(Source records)
┄┄┄┄┄┄

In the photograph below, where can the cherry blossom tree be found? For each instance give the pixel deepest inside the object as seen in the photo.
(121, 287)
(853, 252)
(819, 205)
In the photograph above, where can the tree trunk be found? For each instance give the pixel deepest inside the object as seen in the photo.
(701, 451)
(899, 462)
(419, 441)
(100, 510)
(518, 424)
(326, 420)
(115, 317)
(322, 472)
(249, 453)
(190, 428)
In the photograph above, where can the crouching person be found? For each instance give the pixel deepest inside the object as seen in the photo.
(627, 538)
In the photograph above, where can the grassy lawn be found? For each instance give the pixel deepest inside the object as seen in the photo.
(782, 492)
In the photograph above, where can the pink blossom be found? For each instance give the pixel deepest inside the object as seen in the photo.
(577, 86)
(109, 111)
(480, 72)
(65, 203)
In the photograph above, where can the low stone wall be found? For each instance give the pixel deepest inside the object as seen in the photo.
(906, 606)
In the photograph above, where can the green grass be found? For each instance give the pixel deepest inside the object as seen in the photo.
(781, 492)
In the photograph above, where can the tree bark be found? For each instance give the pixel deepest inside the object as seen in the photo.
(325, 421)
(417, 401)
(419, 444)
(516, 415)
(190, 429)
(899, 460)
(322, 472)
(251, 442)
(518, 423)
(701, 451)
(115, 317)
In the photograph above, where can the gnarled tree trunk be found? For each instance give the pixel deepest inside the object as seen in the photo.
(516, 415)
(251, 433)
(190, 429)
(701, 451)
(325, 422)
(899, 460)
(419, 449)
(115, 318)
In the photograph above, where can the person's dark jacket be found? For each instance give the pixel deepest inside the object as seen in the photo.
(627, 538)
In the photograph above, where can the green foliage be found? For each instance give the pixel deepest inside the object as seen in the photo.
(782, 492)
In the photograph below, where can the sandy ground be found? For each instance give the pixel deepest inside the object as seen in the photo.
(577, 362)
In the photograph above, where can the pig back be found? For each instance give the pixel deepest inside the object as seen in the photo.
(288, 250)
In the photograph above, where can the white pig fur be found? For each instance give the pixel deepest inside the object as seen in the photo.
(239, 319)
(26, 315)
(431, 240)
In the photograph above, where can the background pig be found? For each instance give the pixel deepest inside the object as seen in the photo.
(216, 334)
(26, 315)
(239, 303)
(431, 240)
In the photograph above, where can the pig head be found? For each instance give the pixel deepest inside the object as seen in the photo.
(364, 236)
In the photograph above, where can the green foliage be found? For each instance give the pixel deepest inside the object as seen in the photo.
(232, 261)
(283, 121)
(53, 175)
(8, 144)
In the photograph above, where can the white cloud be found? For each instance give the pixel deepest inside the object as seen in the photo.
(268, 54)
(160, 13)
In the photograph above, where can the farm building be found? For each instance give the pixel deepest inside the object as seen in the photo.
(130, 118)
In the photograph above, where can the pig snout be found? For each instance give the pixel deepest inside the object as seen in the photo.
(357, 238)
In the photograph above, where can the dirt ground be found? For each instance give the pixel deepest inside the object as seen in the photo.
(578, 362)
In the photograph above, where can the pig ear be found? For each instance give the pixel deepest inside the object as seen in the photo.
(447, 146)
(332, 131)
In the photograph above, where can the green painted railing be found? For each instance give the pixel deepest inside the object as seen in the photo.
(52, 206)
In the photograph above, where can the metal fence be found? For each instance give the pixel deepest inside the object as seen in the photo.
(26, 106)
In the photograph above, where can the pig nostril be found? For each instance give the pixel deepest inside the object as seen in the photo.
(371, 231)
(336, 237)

┄┄┄┄┄┄

**What is expected:** Above are the records; restate each one exactly.

**Task result:**
In the photograph below, where can the cherry blossom tree be found? For each instance give the pixel deepest inside the object as seen in the photo.
(121, 287)
(853, 252)
(819, 205)
In the photograph above, where can the tree trunk be found? For each instance give the pixel deepest inside the object as seen in the photo.
(701, 451)
(899, 462)
(419, 441)
(100, 510)
(518, 424)
(326, 420)
(115, 317)
(322, 472)
(249, 453)
(190, 428)
In the photograph above, where can the crouching person be found? For each instance give the pixel deepest inside the object as seen in the photo.
(627, 538)
In the photograph above, where can the grassy lawn be found? For each instance give the pixel deepest inside the object as seen in the photo.
(782, 492)
In the photograph above, where can the pink blossom be found? For each instance give the pixel deepest inside the object as seen in the photo.
(577, 86)
(109, 111)
(480, 72)
(65, 203)
In the photograph above, where can the low stone wall be found? For each instance give the pixel deepest inside the object as seen in the photo.
(906, 606)
In the photograph above, where can the green grass be found? For each instance give the pixel deepest inside the object as seen in the photo.
(781, 492)
In the photograph above, where can the tree bark be found? For each instance give the pixel deepest inside the object as seen in the photo.
(325, 421)
(417, 401)
(419, 444)
(516, 415)
(190, 429)
(899, 460)
(322, 472)
(251, 442)
(518, 423)
(701, 451)
(115, 317)
In the photograph above, where can the gnarled tree trunk be found? For each instance give the pixel deepest inside the object as seen in the photo.
(516, 415)
(251, 433)
(190, 429)
(701, 451)
(325, 422)
(899, 460)
(419, 449)
(115, 318)
In the photograph above, where can the person's dark jacket be found? For each instance give the pixel deepest inside the object as seen in the photo.
(627, 538)
In the photograph above, where can the green foliage be found? For each instance give the pixel deepest inside the object as seen in the photo.
(782, 492)
In the photograph below, where can the sandy ground be found? For each instance give the pixel deepest inside the object as seen in the photo.
(577, 362)
In the photograph above, where can the pig back be found? For each instance give the pixel deepest inside the object as seen in the photo.
(288, 250)
In the photograph above, where can the white pig fur be found? For each instance give the pixel deepest inside the object as seen in the photo.
(239, 319)
(26, 315)
(431, 240)
In the photograph above, where can the background pig be found? For each instance give the pixel deepest inside the object as seen in the photo.
(216, 334)
(26, 315)
(239, 303)
(431, 240)
In the photograph above, where can the pig head be found? For each instance give the pixel deepest inside the object as seen in the photo.
(364, 236)
In the photograph above, where can the green foliage be found? For each instance give the pixel deepest inside the object as seen in the photo.
(232, 261)
(283, 121)
(53, 175)
(8, 144)
In the photograph above, where can the white cloud be found? For each instance give the pixel deepest inside the object as seen in the photo.
(268, 54)
(160, 13)
In the photograph above, where can the farm building be found? For each instance give the pixel deepest inside the object as seen in the photo.
(130, 118)
In the photograph above, where can the pig snout be found? For each instance give the pixel deepest inside the object as seen in the photo.
(357, 238)
In the photograph above, where can the dirt ground be found? For each instance give the pixel deepest inside the object as seen in the photo.
(578, 362)
In the photograph above, where can the pig ear be found? For each instance give the pixel deepest inside the object as seen in the photo.
(447, 146)
(332, 131)
In the photograph above, where can the green painted railing be found? For each instance give the pixel deepest inside the object as seen in the photo.
(52, 206)
In the photograph above, where can the metal fence be found? For each instance give the pixel deepest inside the object as seen in the photo.
(26, 106)
In the photograph above, where can the pig nostril be found? For each instance give the pixel deepest inside the object as seen in the photo.
(371, 231)
(336, 237)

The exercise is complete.